## Data supplied:

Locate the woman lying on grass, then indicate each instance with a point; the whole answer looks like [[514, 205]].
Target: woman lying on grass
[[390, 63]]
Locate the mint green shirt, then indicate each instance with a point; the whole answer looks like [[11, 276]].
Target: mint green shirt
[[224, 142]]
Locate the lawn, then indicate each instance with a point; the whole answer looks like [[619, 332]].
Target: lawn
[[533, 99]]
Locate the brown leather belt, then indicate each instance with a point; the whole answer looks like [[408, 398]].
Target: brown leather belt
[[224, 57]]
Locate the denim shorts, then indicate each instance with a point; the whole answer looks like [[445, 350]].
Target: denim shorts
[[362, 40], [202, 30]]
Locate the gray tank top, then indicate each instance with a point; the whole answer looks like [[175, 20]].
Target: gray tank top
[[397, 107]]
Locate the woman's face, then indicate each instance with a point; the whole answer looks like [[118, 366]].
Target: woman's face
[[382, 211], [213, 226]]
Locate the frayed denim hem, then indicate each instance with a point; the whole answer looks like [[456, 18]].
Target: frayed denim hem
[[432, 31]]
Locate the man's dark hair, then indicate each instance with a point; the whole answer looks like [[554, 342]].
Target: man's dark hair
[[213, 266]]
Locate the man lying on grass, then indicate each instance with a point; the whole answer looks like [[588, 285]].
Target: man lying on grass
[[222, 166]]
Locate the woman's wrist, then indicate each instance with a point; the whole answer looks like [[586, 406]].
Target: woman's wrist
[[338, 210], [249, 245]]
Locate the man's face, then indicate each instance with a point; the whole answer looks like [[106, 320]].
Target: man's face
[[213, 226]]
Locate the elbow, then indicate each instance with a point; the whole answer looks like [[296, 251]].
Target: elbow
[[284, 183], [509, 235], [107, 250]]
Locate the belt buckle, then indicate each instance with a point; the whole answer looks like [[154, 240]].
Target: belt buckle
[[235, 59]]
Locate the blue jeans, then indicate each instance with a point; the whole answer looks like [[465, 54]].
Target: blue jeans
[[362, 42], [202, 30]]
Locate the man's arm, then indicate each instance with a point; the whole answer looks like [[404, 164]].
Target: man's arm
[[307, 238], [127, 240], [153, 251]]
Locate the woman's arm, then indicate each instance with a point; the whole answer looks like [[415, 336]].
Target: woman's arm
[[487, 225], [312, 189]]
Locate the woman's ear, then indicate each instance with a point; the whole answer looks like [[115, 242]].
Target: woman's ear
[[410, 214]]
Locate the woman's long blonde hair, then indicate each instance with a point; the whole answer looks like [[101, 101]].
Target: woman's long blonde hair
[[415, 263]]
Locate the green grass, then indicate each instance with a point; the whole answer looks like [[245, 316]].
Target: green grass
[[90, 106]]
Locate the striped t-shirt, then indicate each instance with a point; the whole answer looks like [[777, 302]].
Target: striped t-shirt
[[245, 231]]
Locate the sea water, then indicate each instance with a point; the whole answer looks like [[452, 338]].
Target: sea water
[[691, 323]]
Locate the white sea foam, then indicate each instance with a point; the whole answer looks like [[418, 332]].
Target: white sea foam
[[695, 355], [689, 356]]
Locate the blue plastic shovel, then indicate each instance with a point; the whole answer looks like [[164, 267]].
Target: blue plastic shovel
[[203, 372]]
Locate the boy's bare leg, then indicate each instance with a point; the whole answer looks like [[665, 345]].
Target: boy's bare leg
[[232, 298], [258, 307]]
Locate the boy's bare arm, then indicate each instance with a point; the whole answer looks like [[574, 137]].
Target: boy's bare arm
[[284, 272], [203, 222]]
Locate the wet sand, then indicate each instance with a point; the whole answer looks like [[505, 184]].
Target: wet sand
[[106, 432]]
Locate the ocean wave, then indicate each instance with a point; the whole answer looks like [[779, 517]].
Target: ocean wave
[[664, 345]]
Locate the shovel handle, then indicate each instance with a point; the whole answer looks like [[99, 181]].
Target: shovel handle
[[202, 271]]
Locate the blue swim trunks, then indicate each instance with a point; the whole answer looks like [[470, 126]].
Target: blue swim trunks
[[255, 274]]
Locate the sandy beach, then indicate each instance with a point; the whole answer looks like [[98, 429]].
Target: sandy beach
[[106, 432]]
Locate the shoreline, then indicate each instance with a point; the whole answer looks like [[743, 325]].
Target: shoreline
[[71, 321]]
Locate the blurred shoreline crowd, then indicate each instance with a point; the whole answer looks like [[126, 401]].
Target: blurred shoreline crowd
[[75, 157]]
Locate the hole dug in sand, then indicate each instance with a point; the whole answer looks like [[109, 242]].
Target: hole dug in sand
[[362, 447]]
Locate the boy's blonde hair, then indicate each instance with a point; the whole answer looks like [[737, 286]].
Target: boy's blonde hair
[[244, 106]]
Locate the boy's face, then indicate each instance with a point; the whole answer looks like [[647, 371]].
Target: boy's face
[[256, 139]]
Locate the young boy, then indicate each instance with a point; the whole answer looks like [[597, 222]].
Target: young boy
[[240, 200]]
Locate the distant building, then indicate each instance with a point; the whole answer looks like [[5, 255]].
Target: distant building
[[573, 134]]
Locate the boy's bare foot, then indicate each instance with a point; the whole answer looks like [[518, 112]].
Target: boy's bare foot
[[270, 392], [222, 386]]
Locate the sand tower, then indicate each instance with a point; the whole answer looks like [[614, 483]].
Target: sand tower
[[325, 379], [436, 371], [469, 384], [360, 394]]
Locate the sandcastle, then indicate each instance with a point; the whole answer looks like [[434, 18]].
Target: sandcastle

## Exercise brief:
Copy out each line of the data that includes the string "sandcastle".

## Result of this exercise:
Locate the sandcastle, then indicate each instance with a point; the whole answer looks like [[434, 18]].
Target: sandcastle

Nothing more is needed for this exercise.